**Work to be completed**: If a line of the listing contains the string "seam", return that line.

= = = = =

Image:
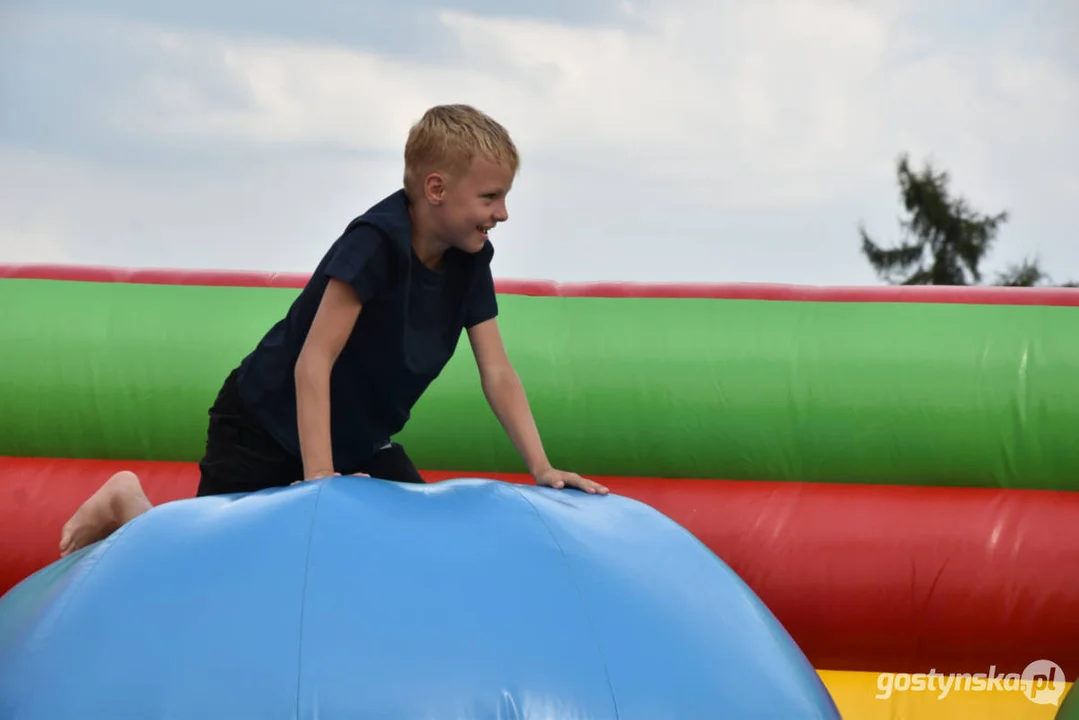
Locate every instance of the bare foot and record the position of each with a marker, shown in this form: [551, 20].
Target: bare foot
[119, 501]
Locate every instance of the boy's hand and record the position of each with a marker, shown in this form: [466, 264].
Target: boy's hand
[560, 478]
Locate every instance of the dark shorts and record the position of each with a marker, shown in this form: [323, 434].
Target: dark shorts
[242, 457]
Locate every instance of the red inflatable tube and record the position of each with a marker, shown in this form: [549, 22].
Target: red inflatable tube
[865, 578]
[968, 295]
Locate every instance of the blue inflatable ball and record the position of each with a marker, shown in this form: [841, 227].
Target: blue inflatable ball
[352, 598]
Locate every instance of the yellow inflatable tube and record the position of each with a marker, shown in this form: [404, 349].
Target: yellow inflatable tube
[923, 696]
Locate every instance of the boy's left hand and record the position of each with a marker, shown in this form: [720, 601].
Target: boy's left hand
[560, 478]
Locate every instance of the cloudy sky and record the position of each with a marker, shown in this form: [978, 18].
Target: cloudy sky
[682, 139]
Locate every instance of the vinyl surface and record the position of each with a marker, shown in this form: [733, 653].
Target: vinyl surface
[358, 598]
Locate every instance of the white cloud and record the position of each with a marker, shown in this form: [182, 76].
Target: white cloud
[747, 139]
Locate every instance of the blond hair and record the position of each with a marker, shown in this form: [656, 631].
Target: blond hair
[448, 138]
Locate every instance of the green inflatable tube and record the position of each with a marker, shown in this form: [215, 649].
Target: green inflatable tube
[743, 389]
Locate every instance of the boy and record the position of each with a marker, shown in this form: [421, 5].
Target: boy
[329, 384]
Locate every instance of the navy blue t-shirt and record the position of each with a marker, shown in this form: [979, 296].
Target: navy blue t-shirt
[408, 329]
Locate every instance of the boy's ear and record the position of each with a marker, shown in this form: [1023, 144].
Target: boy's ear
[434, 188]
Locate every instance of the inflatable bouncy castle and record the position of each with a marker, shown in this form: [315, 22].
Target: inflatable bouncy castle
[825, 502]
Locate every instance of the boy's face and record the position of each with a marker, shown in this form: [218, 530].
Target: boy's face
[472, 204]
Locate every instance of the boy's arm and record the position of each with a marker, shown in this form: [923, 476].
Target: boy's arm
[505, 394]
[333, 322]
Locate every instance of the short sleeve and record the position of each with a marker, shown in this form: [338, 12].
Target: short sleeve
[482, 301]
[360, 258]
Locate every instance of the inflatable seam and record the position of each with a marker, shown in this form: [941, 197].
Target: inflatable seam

= = = = =

**Response area**:
Locate every instance of the inflatable seam and record the position of each with a marker, shown in this form: [941, 197].
Target: inflatable seam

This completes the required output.